Das Christsein soll nicht nur lebendig sein, sondern auch mündig
werden. Mündig wird man in unseren Breiten mit 18 Jahren.
Das schließt Rechte und Pflichten ein, die man erwirbt, weil einem
nun Selbstständigkeit zugetraut wird und die Fähigkeit, eigenständige
Urteile zu fällen. Ein mündiger Mensch spricht für
sich selbst. Er ist aber auch haftbar, verantwortlich für sein Tun.
Immanuel Kant schrieb im Jahr 1784: »Aufklärung ist der Ausgang
des Menschen aus seiner selbst verschuldeten Unmündigkeit.
Unmündigkeit ist das Unvermögen, sich seines Verstandes
ohne Leitung eines anderen zu bedienen. Selbst verschuldet ist
diese Unmündigkeit, wenn die Ursache derselben nicht am Mangel
des Verstandes, sondern der Entschließung und des Mutes
liegt, sich seiner ohne Leitung eines anderen zu bedienen. ›Sapere
aude! Habe Mut, dich deines eigenen Verstandes zu bedienen!‹
ist also der Wahlspruch der Aufklärung.«
Nun könnte man zusammenzucken: Geht es in diesem Buch
um Aufklärung? Oder man könnte zweifelnd fragen: Seit wann
sollte solche Mündigkeit ausgerechnet mit dem Glauben zusammenhängen?

◇ ◇ ◇ ◇ ◇ ◇ ◇

**AUFGABENBESCHREIBUNG**. Aktualisiere den Text über Mündigkeit, beginnend bei „Das schließt Rechte“ und endend bei „für sein Tun.“. Ersetze dabei „Selbstständigkeit“ durch „Eigenverantwortung“.

◇ ◇ ◇ ◇ ◇ ◇ ◇

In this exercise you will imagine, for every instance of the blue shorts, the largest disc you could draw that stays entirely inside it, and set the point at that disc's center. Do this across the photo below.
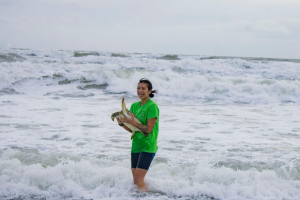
(141, 160)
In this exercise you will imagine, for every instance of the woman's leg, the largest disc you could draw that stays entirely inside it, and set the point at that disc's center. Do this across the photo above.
(138, 178)
(140, 166)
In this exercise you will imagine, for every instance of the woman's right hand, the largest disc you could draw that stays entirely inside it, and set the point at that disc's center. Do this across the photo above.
(119, 121)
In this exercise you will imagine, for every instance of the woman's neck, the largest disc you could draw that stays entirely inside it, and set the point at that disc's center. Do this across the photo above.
(143, 101)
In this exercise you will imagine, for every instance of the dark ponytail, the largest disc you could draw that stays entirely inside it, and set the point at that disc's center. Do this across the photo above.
(143, 80)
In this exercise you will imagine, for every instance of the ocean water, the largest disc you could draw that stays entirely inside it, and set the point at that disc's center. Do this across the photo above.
(229, 127)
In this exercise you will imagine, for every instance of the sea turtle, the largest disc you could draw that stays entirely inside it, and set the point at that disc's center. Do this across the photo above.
(127, 113)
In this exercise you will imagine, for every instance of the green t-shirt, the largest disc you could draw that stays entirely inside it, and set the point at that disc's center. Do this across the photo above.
(140, 142)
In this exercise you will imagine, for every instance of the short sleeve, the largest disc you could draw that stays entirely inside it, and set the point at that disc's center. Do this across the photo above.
(153, 112)
(131, 108)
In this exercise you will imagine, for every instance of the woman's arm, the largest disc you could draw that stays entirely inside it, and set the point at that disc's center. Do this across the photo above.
(124, 126)
(144, 128)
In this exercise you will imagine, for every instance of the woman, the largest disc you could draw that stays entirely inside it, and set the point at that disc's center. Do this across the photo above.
(144, 143)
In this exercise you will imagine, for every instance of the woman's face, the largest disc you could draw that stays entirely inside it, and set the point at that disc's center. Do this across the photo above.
(142, 91)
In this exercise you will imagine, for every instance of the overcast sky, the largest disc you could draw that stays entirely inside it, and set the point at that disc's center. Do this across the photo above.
(252, 28)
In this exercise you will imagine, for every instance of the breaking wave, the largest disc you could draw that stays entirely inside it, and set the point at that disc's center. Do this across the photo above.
(209, 79)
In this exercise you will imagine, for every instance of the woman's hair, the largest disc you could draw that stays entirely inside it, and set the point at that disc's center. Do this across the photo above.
(143, 80)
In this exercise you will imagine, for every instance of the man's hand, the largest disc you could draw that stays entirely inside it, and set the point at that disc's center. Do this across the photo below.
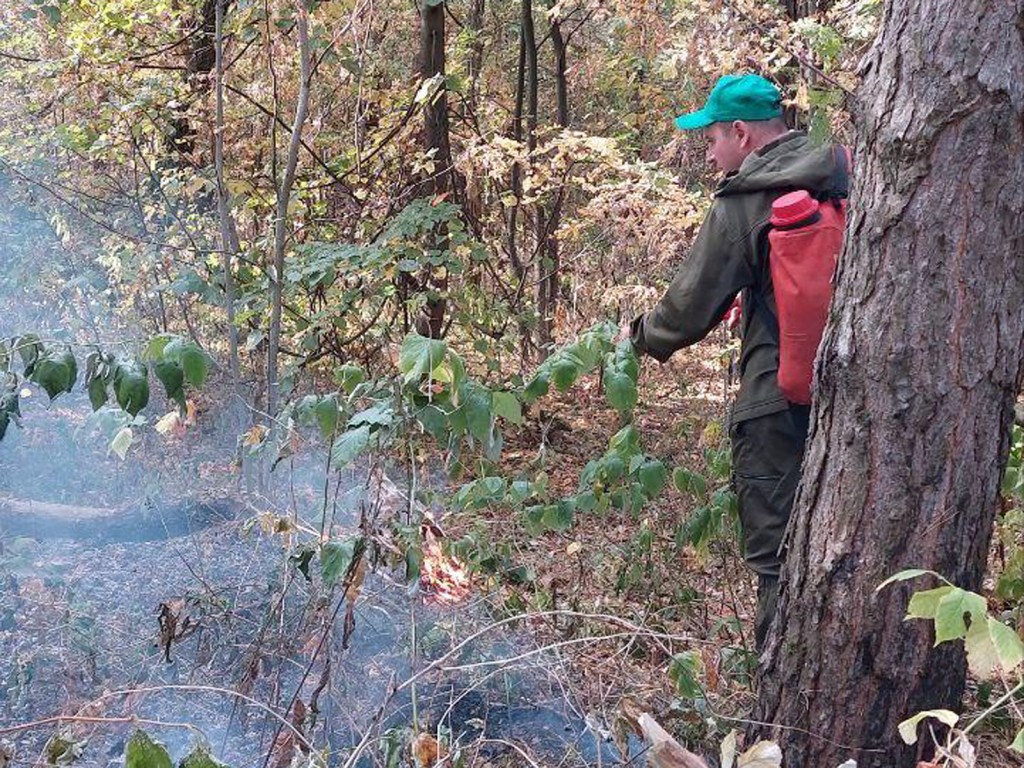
(625, 332)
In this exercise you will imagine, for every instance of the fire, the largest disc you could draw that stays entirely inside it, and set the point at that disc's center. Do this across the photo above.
(444, 577)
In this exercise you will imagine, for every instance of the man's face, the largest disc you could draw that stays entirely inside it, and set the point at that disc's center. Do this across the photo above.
(728, 144)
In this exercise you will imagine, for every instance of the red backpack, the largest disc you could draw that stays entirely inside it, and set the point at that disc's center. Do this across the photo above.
(804, 245)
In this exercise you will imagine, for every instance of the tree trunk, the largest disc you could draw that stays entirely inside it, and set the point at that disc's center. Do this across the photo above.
(435, 129)
(547, 287)
(916, 378)
(281, 219)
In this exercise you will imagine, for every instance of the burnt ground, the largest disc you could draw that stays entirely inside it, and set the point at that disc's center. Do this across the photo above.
(79, 612)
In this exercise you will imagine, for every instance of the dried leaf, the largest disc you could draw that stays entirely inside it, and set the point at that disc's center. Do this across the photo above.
(665, 751)
(426, 751)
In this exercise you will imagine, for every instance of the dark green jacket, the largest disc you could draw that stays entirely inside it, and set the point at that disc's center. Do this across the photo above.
(730, 255)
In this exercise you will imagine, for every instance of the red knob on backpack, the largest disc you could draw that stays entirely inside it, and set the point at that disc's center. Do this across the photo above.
(793, 208)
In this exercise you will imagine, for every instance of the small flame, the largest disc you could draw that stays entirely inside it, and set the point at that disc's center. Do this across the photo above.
(446, 578)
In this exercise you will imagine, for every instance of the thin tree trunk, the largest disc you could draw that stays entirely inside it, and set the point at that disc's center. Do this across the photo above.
(281, 220)
(547, 287)
(228, 230)
(916, 379)
(430, 321)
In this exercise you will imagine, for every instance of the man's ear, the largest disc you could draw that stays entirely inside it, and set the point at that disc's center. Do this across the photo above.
(743, 135)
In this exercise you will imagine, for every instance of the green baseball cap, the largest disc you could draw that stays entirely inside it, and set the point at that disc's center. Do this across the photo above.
(735, 97)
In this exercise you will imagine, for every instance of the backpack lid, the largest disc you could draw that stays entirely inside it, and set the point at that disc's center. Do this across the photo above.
(793, 208)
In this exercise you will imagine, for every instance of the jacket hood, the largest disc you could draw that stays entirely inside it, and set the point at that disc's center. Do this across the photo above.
(788, 162)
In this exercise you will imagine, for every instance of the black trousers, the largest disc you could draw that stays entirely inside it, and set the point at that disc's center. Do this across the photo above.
(767, 454)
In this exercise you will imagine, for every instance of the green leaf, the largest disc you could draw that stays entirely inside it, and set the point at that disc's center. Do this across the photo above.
(685, 670)
(141, 752)
(172, 377)
(131, 387)
(327, 415)
(565, 370)
(559, 516)
(420, 355)
(908, 728)
(1018, 744)
(506, 404)
(621, 390)
(905, 576)
(122, 441)
(992, 647)
(626, 441)
(195, 364)
(925, 604)
(651, 476)
(337, 557)
(97, 393)
(949, 624)
(538, 386)
(475, 401)
(349, 445)
(689, 482)
(348, 377)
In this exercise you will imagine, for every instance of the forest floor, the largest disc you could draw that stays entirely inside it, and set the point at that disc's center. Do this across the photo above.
(625, 616)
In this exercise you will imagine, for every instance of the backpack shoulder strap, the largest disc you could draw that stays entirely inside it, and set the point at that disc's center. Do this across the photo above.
(841, 175)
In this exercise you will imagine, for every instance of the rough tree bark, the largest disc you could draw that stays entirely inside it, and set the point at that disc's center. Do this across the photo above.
(916, 379)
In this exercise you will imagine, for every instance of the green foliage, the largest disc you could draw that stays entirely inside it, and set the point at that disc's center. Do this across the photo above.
(338, 557)
(993, 649)
(142, 752)
(685, 670)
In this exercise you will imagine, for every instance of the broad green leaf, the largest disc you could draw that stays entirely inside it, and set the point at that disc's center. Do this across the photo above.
(169, 374)
(131, 387)
(908, 728)
(565, 370)
(538, 386)
(475, 401)
(992, 647)
(141, 752)
(97, 393)
(337, 556)
(949, 624)
(621, 390)
(327, 415)
(626, 441)
(1008, 644)
(122, 441)
(506, 404)
(684, 671)
(420, 355)
(349, 445)
(348, 377)
(925, 604)
(53, 375)
(651, 476)
(559, 516)
(905, 576)
(195, 364)
(688, 482)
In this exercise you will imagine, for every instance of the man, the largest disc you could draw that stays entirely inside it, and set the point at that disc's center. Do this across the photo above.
(748, 140)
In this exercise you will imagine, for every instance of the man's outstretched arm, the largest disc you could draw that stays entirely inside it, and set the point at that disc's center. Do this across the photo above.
(699, 295)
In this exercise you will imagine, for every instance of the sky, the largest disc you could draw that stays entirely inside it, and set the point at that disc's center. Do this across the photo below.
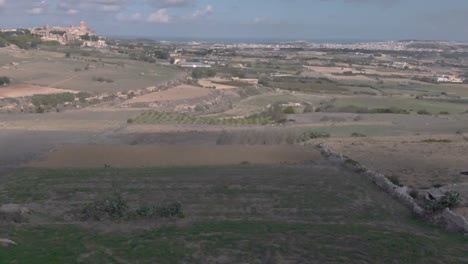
(249, 19)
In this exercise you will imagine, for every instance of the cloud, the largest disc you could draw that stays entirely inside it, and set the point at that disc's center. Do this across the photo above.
(35, 11)
(131, 17)
(111, 8)
(39, 9)
(72, 12)
(203, 13)
(171, 3)
(160, 17)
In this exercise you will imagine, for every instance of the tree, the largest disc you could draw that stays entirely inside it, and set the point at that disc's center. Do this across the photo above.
(199, 73)
(4, 80)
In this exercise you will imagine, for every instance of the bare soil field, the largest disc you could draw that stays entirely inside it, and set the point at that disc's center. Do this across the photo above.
(29, 90)
(418, 161)
(210, 83)
(97, 156)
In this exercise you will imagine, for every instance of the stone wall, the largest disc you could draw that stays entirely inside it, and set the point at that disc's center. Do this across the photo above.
(447, 218)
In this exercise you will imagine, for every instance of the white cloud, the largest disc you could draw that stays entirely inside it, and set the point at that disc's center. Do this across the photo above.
(171, 3)
(35, 11)
(111, 8)
(72, 12)
(159, 16)
(132, 17)
(203, 13)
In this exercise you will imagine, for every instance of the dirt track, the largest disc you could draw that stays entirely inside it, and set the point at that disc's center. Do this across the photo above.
(29, 90)
(182, 92)
(95, 156)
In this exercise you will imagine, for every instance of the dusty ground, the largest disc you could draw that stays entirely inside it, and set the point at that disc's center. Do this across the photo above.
(96, 156)
(29, 90)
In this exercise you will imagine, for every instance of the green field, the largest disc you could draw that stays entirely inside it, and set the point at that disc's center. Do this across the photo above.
(175, 118)
(78, 73)
(408, 104)
(290, 213)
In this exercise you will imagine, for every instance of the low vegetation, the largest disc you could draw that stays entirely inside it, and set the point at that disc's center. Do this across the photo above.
(52, 100)
(363, 110)
(292, 212)
(103, 79)
(175, 118)
(4, 80)
(450, 199)
(116, 208)
(270, 136)
(199, 73)
(431, 140)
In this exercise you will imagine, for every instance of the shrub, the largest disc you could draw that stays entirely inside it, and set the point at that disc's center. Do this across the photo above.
(312, 134)
(308, 109)
(289, 110)
(4, 80)
(102, 79)
(52, 100)
(355, 134)
(395, 180)
(431, 140)
(165, 211)
(113, 207)
(40, 110)
(450, 199)
(414, 193)
(82, 96)
(423, 112)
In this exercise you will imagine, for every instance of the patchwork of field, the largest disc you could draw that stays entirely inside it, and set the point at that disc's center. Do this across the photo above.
(182, 92)
(81, 73)
(261, 213)
(29, 90)
(216, 82)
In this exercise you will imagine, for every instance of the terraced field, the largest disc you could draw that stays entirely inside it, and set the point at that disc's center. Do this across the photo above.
(175, 118)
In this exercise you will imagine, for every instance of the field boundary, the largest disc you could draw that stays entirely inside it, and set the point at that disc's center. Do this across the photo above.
(447, 218)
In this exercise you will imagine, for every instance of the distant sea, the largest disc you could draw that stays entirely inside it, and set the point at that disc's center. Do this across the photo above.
(249, 40)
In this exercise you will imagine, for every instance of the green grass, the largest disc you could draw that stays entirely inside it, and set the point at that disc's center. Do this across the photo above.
(175, 118)
(238, 214)
(238, 241)
(401, 103)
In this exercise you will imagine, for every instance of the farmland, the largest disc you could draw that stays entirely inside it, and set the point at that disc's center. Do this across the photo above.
(245, 213)
(114, 155)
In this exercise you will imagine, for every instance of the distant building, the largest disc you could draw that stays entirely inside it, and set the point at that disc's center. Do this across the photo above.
(249, 81)
(449, 79)
(195, 65)
(67, 35)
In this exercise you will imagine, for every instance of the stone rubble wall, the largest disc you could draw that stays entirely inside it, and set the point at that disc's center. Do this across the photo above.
(447, 218)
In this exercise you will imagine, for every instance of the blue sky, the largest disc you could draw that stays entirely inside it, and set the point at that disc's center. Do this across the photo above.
(256, 19)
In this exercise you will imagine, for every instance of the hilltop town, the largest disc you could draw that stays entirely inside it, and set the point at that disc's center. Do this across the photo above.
(250, 142)
(65, 35)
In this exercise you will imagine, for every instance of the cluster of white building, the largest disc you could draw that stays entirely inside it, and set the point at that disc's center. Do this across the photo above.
(67, 35)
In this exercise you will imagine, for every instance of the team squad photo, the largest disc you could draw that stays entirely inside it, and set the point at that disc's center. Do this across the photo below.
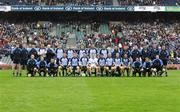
(46, 61)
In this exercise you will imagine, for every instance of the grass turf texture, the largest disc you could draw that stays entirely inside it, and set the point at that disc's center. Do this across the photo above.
(70, 94)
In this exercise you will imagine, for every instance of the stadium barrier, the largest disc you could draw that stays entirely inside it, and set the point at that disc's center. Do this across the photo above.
(94, 8)
(169, 66)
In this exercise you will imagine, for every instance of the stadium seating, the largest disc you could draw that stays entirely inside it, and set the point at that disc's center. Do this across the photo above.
(91, 2)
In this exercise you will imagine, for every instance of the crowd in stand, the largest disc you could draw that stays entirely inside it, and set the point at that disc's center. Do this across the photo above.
(89, 2)
(57, 2)
(123, 33)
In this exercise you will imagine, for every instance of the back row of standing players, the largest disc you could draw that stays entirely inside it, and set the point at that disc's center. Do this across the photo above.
(46, 60)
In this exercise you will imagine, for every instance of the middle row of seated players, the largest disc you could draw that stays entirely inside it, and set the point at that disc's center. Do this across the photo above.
(99, 66)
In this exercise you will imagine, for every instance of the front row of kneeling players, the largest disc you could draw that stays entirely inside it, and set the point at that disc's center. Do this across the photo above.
(99, 66)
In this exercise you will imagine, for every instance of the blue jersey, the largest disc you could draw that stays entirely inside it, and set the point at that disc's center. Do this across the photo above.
(59, 53)
(104, 52)
(109, 61)
(17, 54)
(153, 53)
(41, 64)
(147, 65)
(34, 52)
(92, 51)
(84, 61)
(135, 54)
(32, 63)
(157, 63)
(70, 53)
(81, 52)
(126, 62)
(164, 54)
(137, 64)
(118, 61)
(74, 62)
(145, 53)
(64, 61)
(24, 54)
(102, 62)
(52, 66)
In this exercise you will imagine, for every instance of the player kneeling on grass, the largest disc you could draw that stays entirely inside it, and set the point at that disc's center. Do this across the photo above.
(137, 67)
(102, 64)
(16, 57)
(52, 68)
(126, 64)
(117, 63)
(93, 65)
(147, 67)
(31, 67)
(83, 64)
(42, 67)
(74, 62)
(157, 66)
(63, 66)
(109, 66)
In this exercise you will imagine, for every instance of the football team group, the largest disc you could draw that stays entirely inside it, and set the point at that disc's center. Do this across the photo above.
(46, 61)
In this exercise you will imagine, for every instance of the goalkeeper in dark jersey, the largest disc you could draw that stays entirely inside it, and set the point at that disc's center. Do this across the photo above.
(52, 68)
(137, 67)
(42, 67)
(157, 66)
(31, 66)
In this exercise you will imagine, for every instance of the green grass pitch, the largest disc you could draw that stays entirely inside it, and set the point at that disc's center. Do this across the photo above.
(94, 94)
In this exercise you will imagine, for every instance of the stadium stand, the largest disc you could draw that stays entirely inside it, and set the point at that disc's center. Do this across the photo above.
(90, 2)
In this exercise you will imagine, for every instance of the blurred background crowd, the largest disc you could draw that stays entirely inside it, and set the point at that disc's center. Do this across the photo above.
(90, 2)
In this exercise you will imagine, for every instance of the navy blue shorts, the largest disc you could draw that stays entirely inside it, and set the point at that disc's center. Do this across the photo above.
(23, 62)
(17, 61)
(164, 62)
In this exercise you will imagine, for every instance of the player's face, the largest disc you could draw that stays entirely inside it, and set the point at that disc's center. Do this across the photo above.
(32, 56)
(137, 59)
(74, 55)
(125, 56)
(157, 56)
(52, 60)
(117, 55)
(42, 58)
(163, 47)
(109, 55)
(64, 55)
(102, 56)
(84, 54)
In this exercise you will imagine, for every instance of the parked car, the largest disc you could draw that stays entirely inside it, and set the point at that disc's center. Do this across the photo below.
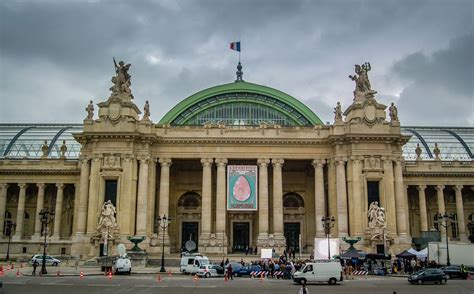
(430, 275)
(248, 269)
(49, 260)
(210, 270)
(453, 271)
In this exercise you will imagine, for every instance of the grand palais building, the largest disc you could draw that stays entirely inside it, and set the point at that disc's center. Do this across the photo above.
(234, 166)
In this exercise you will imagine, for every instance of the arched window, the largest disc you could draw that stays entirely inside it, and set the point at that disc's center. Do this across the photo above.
(292, 200)
(190, 200)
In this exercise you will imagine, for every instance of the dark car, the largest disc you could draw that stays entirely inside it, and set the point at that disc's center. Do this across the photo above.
(248, 269)
(453, 271)
(429, 275)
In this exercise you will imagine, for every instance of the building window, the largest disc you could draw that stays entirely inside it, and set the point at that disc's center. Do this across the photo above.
(373, 192)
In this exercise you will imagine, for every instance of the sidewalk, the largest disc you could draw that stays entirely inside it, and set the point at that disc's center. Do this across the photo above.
(65, 270)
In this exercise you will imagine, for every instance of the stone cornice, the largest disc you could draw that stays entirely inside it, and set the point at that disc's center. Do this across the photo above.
(249, 141)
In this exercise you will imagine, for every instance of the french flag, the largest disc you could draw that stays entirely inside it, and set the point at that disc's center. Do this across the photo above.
(235, 46)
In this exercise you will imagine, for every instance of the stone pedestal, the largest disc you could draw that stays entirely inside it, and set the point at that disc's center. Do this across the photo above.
(138, 258)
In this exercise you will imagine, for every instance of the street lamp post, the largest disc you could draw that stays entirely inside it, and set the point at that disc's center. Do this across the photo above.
(447, 219)
(10, 227)
(163, 222)
(46, 217)
(328, 223)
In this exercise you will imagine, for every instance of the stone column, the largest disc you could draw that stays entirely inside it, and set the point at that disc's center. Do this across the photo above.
(460, 213)
(341, 191)
(206, 210)
(221, 202)
(77, 196)
(319, 201)
(93, 209)
(262, 238)
(58, 211)
(141, 222)
(280, 240)
(389, 196)
(441, 207)
(3, 206)
(83, 198)
(164, 201)
(423, 211)
(20, 215)
(357, 197)
(400, 201)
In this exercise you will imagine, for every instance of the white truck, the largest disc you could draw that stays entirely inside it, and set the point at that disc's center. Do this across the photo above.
(458, 253)
(190, 262)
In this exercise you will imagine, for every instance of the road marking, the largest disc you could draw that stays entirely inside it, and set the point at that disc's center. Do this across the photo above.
(102, 285)
(198, 286)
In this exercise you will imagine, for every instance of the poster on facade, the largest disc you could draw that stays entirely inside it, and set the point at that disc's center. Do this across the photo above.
(242, 187)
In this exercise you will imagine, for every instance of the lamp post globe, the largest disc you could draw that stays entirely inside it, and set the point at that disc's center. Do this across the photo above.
(328, 223)
(163, 222)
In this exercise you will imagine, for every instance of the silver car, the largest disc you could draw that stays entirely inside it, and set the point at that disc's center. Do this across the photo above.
(49, 260)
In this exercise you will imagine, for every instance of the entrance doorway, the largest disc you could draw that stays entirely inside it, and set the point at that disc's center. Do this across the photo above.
(292, 235)
(189, 231)
(240, 236)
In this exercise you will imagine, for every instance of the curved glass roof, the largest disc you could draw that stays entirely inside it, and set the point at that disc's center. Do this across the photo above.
(19, 141)
(454, 143)
(25, 140)
(241, 103)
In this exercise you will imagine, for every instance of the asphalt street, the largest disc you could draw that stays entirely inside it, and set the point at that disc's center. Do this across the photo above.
(179, 284)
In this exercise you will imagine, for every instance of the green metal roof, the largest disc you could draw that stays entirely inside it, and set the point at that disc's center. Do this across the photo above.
(291, 106)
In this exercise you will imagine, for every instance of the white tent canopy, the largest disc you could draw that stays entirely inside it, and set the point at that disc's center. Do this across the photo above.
(422, 254)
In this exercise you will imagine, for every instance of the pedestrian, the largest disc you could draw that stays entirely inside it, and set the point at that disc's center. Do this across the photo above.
(229, 272)
(303, 289)
(35, 265)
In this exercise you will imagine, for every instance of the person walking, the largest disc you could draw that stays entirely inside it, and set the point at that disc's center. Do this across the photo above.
(35, 265)
(303, 289)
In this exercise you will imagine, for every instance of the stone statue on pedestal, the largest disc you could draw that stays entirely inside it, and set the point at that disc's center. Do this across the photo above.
(338, 112)
(90, 110)
(363, 88)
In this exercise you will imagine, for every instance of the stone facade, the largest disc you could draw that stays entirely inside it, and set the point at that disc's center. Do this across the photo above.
(304, 174)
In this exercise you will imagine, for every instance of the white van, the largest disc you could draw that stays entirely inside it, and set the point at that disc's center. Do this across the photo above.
(191, 262)
(323, 271)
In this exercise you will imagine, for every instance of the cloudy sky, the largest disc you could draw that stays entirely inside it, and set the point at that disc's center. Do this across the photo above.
(55, 56)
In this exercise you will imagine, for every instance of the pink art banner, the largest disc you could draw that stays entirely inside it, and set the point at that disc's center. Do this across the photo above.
(242, 187)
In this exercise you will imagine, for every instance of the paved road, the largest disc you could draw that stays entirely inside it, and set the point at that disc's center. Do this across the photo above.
(139, 284)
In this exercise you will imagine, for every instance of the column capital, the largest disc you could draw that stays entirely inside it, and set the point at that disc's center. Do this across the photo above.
(318, 162)
(421, 188)
(221, 162)
(277, 162)
(263, 162)
(165, 161)
(206, 162)
(458, 187)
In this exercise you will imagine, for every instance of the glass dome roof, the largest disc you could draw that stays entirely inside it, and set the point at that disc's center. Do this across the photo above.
(19, 141)
(25, 140)
(454, 143)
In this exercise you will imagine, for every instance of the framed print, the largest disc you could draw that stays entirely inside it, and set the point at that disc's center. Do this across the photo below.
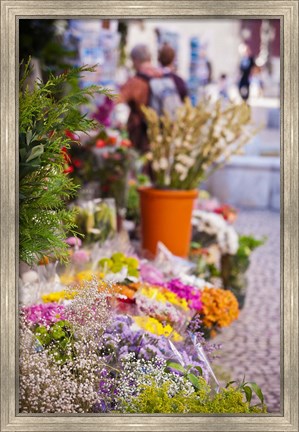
(121, 260)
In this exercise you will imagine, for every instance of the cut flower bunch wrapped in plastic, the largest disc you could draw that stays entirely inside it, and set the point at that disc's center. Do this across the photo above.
(183, 150)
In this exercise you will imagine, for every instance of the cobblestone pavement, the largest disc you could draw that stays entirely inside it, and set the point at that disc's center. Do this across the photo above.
(251, 345)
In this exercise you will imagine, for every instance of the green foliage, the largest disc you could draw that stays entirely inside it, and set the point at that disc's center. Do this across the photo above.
(234, 266)
(154, 399)
(45, 114)
(58, 340)
(133, 208)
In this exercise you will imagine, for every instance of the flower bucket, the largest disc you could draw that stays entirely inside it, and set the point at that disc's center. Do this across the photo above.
(166, 217)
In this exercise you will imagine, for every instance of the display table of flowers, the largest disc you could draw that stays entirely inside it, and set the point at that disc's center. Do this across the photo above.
(103, 329)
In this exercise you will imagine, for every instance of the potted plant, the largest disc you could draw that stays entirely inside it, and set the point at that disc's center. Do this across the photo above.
(182, 152)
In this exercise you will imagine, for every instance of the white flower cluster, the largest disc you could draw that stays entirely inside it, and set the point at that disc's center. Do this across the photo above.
(194, 281)
(214, 225)
(49, 387)
(139, 373)
(166, 311)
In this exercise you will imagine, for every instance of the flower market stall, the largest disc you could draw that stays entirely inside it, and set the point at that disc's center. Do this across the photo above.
(112, 322)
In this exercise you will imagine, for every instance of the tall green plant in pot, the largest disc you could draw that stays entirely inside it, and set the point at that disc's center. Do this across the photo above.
(183, 151)
(47, 115)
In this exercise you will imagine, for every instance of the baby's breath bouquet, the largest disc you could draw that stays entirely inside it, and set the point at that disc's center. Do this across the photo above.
(200, 139)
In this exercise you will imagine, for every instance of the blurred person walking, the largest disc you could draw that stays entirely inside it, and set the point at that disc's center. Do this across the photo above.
(136, 92)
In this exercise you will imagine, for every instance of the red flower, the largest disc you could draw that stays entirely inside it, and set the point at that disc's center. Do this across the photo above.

◇ ◇ ◇ ◇ ◇ ◇ ◇

**LÖSUNG**.
Das schließt Rechte und Pflichten ein, die man erwirbt, weil einem
nun Eigenverantwortung zugetraut wird und die Fähigkeit, eigenständige
Urteile zu fällen. Ein mündiger Mensch spricht für
sich selbst. Er ist aber auch haftbar, verantwortlich für sein Tun.